Goal of the exercise =
Reproduce the listing below word for word, changing nothing on any line.

---------------

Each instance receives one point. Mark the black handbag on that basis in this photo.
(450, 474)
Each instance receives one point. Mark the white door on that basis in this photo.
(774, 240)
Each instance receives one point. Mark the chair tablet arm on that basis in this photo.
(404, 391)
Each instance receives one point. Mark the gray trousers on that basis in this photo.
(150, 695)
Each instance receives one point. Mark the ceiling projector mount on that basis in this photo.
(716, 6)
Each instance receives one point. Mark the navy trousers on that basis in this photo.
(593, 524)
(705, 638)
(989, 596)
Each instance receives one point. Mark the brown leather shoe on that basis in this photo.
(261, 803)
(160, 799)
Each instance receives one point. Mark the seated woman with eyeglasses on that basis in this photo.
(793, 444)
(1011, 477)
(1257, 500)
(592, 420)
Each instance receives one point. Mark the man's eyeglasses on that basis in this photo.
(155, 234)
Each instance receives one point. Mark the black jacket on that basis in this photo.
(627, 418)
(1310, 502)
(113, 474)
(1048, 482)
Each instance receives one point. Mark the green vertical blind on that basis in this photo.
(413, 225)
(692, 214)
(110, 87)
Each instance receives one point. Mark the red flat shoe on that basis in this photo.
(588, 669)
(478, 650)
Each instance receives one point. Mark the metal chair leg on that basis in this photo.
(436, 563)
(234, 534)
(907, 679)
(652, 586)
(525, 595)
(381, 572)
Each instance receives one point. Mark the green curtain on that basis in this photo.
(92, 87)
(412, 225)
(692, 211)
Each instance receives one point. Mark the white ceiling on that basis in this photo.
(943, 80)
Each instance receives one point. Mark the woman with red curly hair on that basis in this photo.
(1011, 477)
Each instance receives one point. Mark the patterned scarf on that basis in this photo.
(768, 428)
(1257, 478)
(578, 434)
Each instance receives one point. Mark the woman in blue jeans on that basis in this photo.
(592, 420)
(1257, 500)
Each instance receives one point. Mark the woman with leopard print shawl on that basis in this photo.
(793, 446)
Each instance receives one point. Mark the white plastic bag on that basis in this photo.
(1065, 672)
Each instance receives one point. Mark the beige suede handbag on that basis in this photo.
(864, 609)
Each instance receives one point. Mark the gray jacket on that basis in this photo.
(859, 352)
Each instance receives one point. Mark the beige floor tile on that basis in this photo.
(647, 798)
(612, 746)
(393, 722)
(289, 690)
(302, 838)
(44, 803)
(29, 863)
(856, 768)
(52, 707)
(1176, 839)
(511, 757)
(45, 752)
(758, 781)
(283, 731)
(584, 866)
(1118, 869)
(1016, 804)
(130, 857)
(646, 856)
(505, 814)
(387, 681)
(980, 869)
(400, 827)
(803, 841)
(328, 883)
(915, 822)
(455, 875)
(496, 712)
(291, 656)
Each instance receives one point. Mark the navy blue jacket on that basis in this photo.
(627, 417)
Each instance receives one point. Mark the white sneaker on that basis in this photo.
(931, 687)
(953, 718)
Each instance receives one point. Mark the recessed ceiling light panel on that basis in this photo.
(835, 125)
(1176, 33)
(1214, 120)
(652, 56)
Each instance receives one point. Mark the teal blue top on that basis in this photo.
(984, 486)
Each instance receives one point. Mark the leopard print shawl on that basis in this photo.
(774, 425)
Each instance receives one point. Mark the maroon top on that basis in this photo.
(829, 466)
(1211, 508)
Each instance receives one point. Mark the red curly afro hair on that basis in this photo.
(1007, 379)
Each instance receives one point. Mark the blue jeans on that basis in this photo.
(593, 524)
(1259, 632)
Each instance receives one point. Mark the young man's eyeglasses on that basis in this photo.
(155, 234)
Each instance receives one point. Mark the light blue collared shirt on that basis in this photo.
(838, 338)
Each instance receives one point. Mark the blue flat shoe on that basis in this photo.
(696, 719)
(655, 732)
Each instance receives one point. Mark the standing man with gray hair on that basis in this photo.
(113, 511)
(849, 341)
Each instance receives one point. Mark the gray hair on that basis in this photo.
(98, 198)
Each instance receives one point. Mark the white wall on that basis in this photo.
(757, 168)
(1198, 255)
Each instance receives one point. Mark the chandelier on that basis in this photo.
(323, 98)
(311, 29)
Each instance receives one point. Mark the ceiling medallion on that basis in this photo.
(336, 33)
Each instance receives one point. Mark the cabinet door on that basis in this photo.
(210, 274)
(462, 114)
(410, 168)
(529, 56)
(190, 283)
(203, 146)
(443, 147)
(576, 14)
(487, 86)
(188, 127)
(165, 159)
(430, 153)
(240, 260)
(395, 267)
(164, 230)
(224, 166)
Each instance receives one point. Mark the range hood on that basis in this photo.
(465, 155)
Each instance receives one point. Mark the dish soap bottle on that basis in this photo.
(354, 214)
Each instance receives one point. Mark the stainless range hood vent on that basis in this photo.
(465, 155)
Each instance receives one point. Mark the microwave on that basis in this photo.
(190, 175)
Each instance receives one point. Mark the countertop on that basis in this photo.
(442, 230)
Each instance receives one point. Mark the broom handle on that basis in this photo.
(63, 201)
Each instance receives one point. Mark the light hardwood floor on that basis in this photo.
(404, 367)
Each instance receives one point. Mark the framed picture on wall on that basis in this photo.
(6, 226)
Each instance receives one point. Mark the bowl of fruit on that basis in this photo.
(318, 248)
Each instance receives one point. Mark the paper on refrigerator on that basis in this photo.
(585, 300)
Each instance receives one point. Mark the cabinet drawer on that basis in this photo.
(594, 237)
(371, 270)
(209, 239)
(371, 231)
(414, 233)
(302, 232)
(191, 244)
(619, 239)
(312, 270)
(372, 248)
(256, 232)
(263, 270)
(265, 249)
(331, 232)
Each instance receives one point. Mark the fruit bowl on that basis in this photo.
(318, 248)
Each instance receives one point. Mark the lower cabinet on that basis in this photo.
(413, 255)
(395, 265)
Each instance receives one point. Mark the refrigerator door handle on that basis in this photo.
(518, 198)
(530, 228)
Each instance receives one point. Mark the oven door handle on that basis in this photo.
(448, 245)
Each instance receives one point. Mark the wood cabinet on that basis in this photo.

---------------

The reply =
Each instance receives one point. Mark the black handbag on that basis in this photo.
(450, 474)
Each instance receives one point. Mark the white door on that basis in this photo.
(774, 240)
Each instance receives one point. Mark the chair tablet arm on that basis in this photo.
(404, 391)
Each instance receives one point. Mark the gray trousers on that basis in this photo.
(150, 695)
Each instance receives one point. Mark the ceiling projector mount on that basis in this photo.
(716, 6)
Each instance receives one point. Mark the navy trousers on that basis in this photo.
(593, 524)
(705, 638)
(989, 596)
Each instance receives one point. Mark the brown leather shoe on that basis in this photo.
(261, 803)
(160, 799)
Each instance receives one point. Mark the seated woman with eyeglasses on that basis in this photo.
(793, 444)
(1011, 477)
(1257, 500)
(592, 420)
Each instance receives one point. Mark the man's eyeglasses on that basis in this photo.
(155, 234)
Each instance receives one point. Mark the black jacket on that basis in this photo.
(627, 418)
(1310, 502)
(113, 474)
(1048, 482)
Each instance receives one point. Mark the green vertical blind on that basis in this photo.
(413, 225)
(692, 214)
(110, 87)
Each instance receives one point. Mark the red flat shoe on that basis in this photo.
(588, 669)
(478, 650)
Each instance receives one point. Mark the metal chair leg on that basis in this photo.
(436, 563)
(234, 534)
(907, 679)
(652, 586)
(525, 595)
(381, 572)
Each instance receives one point. Mark the green curtain on that basis in this photo.
(92, 87)
(412, 225)
(692, 211)
Each instance receives one point. Mark the white ceiling on that basis in this photo.
(943, 80)
Each instance receives one point. Mark the woman with red curly hair on that basis in this photo.
(1011, 477)
Each instance receives one point. Mark the patterned scarf on that basis in this photo.
(768, 428)
(1257, 478)
(578, 434)
Each instance receives one point. Mark the woman in blue jeans on that basis in this photo.
(592, 420)
(1257, 500)
Each instance receives one point. Mark the woman with leopard print shawl on that basis in this photo.
(793, 446)
Each instance receives one point. Mark the white plastic bag on that basis in this photo.
(1065, 672)
Each instance receives one point. Mark the beige suede handbag on that basis in this photo.
(864, 609)
Each instance receives one point. Mark the gray jacket on that basis in this photo.
(859, 352)
Each instance receives one point. Mark the beige floor tile on that basis in this photo.
(647, 798)
(612, 746)
(393, 722)
(289, 690)
(302, 838)
(44, 803)
(29, 863)
(856, 768)
(52, 707)
(1176, 839)
(511, 757)
(45, 752)
(758, 781)
(283, 731)
(584, 866)
(1118, 869)
(1016, 804)
(130, 857)
(646, 856)
(505, 814)
(387, 681)
(980, 869)
(400, 827)
(803, 841)
(328, 883)
(915, 822)
(455, 875)
(496, 712)
(291, 656)
Each instance receives one point. Mark the navy blue jacket on that basis in this photo.
(627, 417)
Each instance receives one point. Mark the white sneaker on that basis in this photo.
(931, 687)
(953, 718)
Each instance receives one point. Mark the recessed ceiling light panel on that basis in this photo.
(835, 125)
(1176, 33)
(1214, 120)
(652, 56)
Each instance receives one point. Mark the teal blue top on that basis in this photo.
(984, 486)
Each instance receives one point. Mark the leopard print shawl on that basis in this photo.
(774, 425)
Each instance receives one point. Mark the maroon top on that basis in this photo.
(829, 466)
(1211, 508)
Each instance receives one point. Mark the red curly afro hair on that basis in this photo.
(1007, 379)
Each instance receives one point. Mark the blue jeans on that basis in this photo.
(593, 524)
(1259, 632)
Each instance receives one point. Mark the young man's eyeglasses on that basis in this photo.
(155, 234)
Each instance receives one point. Mark the light blue collared shirt on that basis in this photo.
(838, 338)
Each instance receives one point. Mark the blue flat shoe on that basis in this photo.
(696, 719)
(655, 732)
Each instance receives one point. Mark the standing man with gray hair on that basis in this photo.
(113, 511)
(849, 341)
Each instance receives one point. Mark the gray hair on that basis in this photo.
(98, 198)
Each instance receives one point. Mark the white wall on that basis in this photo.
(757, 168)
(1198, 255)
Each instance receives one point. Mark the chandelier on that basis in this photo.
(323, 98)
(311, 29)
Each instance receives one point. Mark the ceiling medallion on that basis in this photo.
(336, 33)
Each instance receives one point. Mark the cabinet door on that basis in this photo.
(210, 274)
(462, 114)
(410, 168)
(529, 56)
(190, 283)
(203, 146)
(443, 147)
(576, 14)
(487, 86)
(188, 127)
(165, 159)
(430, 153)
(240, 260)
(395, 267)
(164, 230)
(224, 166)
Each instance receives one point. Mark the range hood on that basis in this photo.
(465, 155)
Each instance receives one point. Mark the dish soap bottle on that basis in this photo.
(354, 214)
Each instance receives one point. Mark the stainless range hood vent on that basis in this photo.
(465, 155)
Each instance receives one point. Mark the microwave on that basis in this photo.
(190, 175)
Each instance receives one point. Mark the countertop on that basis in this photo.
(442, 230)
Each instance receives one point. Mark the broom handle on that basis in this photo.
(63, 201)
Each instance receives one point. Mark the light hardwood floor on that basis in this photo.
(404, 367)
Each instance receives one point. Mark the framed picture on wall on that basis in this photo.
(6, 226)
Each instance receives one point. Mark the bowl of fruit on that basis in this photo.
(318, 248)
Each instance receives one point. Mark the paper on refrigerator on that basis in this photo.
(585, 300)
Each instance receives one point. Mark the cabinet drawer on that basis in this photo.
(594, 237)
(371, 270)
(209, 239)
(371, 231)
(414, 233)
(302, 232)
(191, 244)
(619, 239)
(312, 270)
(372, 248)
(256, 232)
(263, 270)
(265, 249)
(331, 232)
Each instance receives one point. Mark the fruit bowl on that basis in this photo.
(318, 248)
Each instance receives one point. Mark the lower cabinet on that basis in this photo.
(413, 255)
(395, 265)
Each instance receives one point. Mark the refrigerator door handle on that basis in this photo.
(518, 198)
(530, 228)
Each instance receives one point. Mark the oven door handle on that basis in this photo.
(448, 245)
Each instance receives one point. Mark the wood cabinet on that basis in this photo.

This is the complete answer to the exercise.